Excerpts from a dataset

* * * * * * * * *

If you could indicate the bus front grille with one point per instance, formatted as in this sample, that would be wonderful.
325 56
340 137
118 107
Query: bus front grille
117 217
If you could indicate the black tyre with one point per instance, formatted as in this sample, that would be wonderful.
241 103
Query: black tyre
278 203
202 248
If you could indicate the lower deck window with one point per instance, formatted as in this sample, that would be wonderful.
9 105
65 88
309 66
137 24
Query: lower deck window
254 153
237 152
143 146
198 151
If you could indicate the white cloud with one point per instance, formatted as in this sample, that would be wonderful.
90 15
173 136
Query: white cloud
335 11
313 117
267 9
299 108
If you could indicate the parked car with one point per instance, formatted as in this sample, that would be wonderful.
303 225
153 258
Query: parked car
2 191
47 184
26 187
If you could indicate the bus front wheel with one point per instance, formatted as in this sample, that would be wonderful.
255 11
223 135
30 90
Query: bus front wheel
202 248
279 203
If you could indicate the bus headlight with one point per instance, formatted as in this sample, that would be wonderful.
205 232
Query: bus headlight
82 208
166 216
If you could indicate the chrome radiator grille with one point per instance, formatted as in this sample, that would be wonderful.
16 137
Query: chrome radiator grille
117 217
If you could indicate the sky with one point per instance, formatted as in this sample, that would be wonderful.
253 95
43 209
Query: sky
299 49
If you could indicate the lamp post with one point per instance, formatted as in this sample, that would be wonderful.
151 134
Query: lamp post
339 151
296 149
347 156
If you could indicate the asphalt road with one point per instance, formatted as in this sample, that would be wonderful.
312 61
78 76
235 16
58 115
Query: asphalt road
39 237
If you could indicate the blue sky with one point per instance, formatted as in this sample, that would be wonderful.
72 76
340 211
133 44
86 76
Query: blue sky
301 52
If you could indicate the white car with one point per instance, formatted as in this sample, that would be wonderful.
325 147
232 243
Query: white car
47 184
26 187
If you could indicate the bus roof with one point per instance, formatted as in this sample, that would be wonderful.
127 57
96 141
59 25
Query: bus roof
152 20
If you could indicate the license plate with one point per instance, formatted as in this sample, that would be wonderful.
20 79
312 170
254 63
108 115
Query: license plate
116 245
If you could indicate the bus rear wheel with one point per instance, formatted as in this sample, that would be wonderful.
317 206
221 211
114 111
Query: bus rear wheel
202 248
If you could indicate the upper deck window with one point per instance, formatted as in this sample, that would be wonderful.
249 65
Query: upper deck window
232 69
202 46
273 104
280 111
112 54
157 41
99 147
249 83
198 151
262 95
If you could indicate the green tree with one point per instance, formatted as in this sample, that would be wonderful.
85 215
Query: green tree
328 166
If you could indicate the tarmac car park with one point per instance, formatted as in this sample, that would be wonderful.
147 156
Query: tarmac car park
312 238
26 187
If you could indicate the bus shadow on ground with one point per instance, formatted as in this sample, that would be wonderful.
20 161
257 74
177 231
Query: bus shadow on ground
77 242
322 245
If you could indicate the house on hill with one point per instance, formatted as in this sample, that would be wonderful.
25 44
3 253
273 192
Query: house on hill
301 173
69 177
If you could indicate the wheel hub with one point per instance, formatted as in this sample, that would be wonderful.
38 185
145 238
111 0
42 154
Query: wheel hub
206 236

* * * * * * * * *

* [Work task] Restate every entry exactly. Leave nothing out.

* [Final answer]
If you could indicate the bus front grille with one point per instance, formatted as in this sample, that would be wonderful.
325 56
340 137
118 107
Query: bus front grille
117 217
If you could indicate the black tyre with one point per instance, formatted as in this sample, that would be wonderful.
241 103
Query: black tyre
278 203
202 248
If you could indicate the lower deck window with one point per instance, formatted as in this sample, that would be wonderful.
9 105
65 88
309 66
137 24
Query: lower deck window
254 153
237 152
143 146
198 151
If you could indicate the white cloud with one point per instance, formatted as in this sample, that would be wonderful.
90 15
173 136
Query: white cloud
335 11
313 117
267 9
299 108
If you could indicate the parked car with one point per instance, formatted as in this sample, that would be wonderful.
303 225
153 258
Query: parked car
2 191
47 184
26 187
If you could indicate the bus front wheel with one point per instance, formatted as in this sample, that would be wonderful.
255 11
223 135
30 90
Query: bus front wheel
202 248
279 203
If you could indicate the bus headlight with one point per instance, formatted as in this sample, that would be wonderful.
205 232
Query: bus headlight
82 208
166 216
If you could indicate the chrome radiator grille with one point per instance, formatted as in this sample, that would be wonderful.
16 137
Query: chrome radiator grille
117 217
If you could indicate the sky with one point per instance, formatted as in this sample, that would be wonderful.
253 95
43 209
Query: sky
299 49
If you could indicate the lamp post with one point per instance, formatted as in this sample, that would be wonderful.
151 134
Query: lamp post
339 151
296 149
347 156
If you could indicate the asphalt road with one point per instance, formatted as in this sample, that would be wonderful.
312 61
78 76
235 16
58 115
Query: asphalt road
39 237
If you could indicate the blue sky with one point per instance, formatted as in this sample, that would be wonderful.
72 76
340 211
133 44
86 76
Query: blue sky
301 52
If you could indicate the white car with one point per instance, formatted as in this sample, that would be wonderful.
325 147
232 243
Query: white car
47 184
26 187
If you could indicate the bus roof with one point per instance, formatted as in this sample, that would be wonderful.
127 57
96 141
59 25
Query: bus roof
152 20
If you could indicate the license plate with one point per instance, formatted as in this sample, that would be wonderful.
20 79
312 170
254 63
108 115
Query: license plate
116 245
If you could indicate the bus rear wheel with one point per instance, formatted as in this sample, that would be wonderful.
317 206
221 211
114 111
Query: bus rear wheel
202 248
If you could indicate the upper deck window with one point per instance, formatted as in this sample, that would be wonderful.
249 65
Query: upper deck window
232 69
202 46
273 104
280 111
112 54
157 41
99 147
249 83
198 151
262 95
If you could indicate the green tree with one point per instance, formatted as in this sample, that would be wonderful.
85 215
Query: green tree
328 166
If you could indicate the tarmac car park with one point per instance, formatted as in this sample, that would be wonderful.
147 156
Query: tarmac car park
312 238
26 187
If you could indicate the bus shadow on ground with one point per instance, formatted as in this sample, that would be wonderful.
20 161
257 74
177 231
Query: bus shadow on ground
77 242
322 245
If you could indicate the house on hill with one point per instance, formatted as in this sample, that would be wonderful.
25 44
3 253
273 192
Query: house on hill
301 173
69 177
If you could indicate the wheel hub with one point per instance, formatted as in this sample, that would be wonderful.
38 185
145 238
111 0
42 154
Query: wheel hub
206 236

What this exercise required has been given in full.